#### SET EXERCISE:
Find every line in the data below that contains the word "white" and copy each one out in full. Case counts.

#### RECORDS SUPPLIED:
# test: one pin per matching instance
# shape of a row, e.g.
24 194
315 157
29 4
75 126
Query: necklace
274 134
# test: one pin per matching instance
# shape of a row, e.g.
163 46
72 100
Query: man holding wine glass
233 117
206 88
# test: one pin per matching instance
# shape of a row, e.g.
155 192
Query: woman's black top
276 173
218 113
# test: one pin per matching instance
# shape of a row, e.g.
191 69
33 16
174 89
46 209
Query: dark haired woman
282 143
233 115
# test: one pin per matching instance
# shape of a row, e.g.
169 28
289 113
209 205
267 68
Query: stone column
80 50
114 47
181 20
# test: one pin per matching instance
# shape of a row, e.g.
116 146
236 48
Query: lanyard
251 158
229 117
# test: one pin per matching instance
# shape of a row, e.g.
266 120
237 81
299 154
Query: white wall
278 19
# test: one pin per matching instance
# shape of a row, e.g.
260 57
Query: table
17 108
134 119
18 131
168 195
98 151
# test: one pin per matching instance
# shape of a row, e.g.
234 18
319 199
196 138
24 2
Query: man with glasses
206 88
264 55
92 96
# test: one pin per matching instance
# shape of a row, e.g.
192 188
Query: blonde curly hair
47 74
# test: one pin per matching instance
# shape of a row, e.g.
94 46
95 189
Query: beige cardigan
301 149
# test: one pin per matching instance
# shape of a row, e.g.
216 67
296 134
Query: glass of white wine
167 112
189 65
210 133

--

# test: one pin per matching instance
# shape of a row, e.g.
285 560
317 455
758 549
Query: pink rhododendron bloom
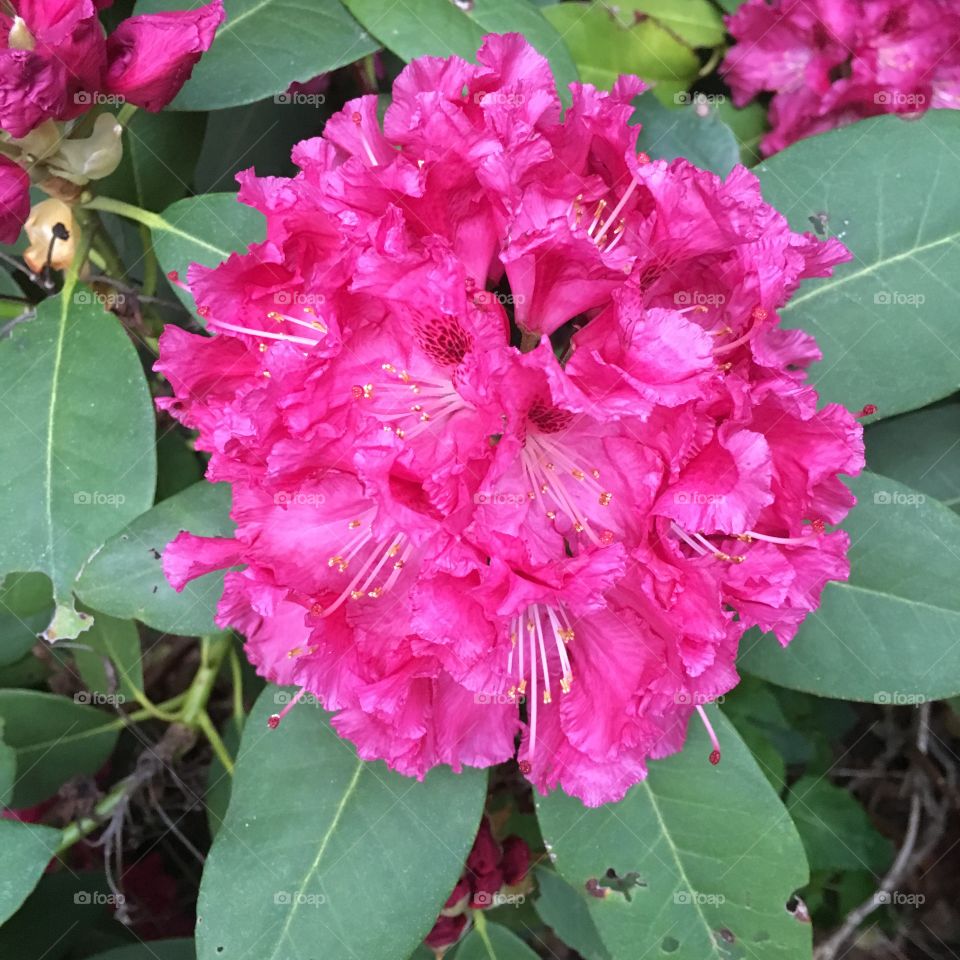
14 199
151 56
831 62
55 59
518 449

---

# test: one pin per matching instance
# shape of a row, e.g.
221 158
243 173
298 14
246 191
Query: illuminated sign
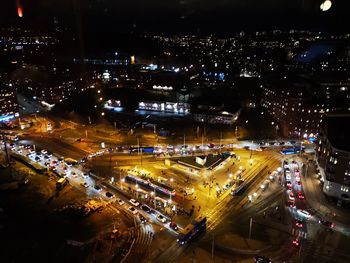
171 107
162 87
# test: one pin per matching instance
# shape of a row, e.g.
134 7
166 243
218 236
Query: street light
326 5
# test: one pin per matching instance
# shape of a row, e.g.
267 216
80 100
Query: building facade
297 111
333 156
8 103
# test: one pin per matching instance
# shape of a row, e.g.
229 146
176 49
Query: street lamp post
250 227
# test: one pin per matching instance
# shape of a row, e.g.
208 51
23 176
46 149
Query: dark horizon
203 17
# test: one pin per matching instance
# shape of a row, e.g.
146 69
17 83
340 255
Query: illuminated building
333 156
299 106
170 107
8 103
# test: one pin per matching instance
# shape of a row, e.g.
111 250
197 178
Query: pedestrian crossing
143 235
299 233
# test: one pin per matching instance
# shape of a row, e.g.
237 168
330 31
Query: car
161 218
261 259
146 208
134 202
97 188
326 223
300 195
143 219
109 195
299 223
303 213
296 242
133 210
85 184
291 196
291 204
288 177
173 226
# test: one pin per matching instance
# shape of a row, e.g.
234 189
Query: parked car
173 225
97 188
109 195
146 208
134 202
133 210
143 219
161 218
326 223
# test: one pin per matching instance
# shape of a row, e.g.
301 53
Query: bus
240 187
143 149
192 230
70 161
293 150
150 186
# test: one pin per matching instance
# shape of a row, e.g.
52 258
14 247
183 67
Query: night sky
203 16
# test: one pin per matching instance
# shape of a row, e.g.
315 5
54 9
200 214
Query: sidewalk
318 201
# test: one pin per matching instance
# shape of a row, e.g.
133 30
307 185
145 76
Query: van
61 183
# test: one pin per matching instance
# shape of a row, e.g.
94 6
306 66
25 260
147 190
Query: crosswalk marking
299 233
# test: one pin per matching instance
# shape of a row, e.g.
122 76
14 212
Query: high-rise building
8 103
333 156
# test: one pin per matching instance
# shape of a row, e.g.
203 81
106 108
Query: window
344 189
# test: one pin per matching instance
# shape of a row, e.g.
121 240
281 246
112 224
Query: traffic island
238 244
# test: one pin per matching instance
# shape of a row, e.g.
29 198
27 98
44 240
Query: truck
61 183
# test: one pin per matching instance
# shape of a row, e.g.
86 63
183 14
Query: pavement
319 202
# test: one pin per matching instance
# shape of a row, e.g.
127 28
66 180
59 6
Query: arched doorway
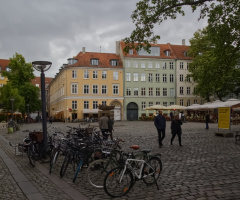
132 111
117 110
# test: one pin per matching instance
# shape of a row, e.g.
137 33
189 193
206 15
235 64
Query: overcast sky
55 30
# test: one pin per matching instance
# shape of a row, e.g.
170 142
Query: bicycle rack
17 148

#### CORRECT OUTPUT:
Query: white wall
Query: glass of white wine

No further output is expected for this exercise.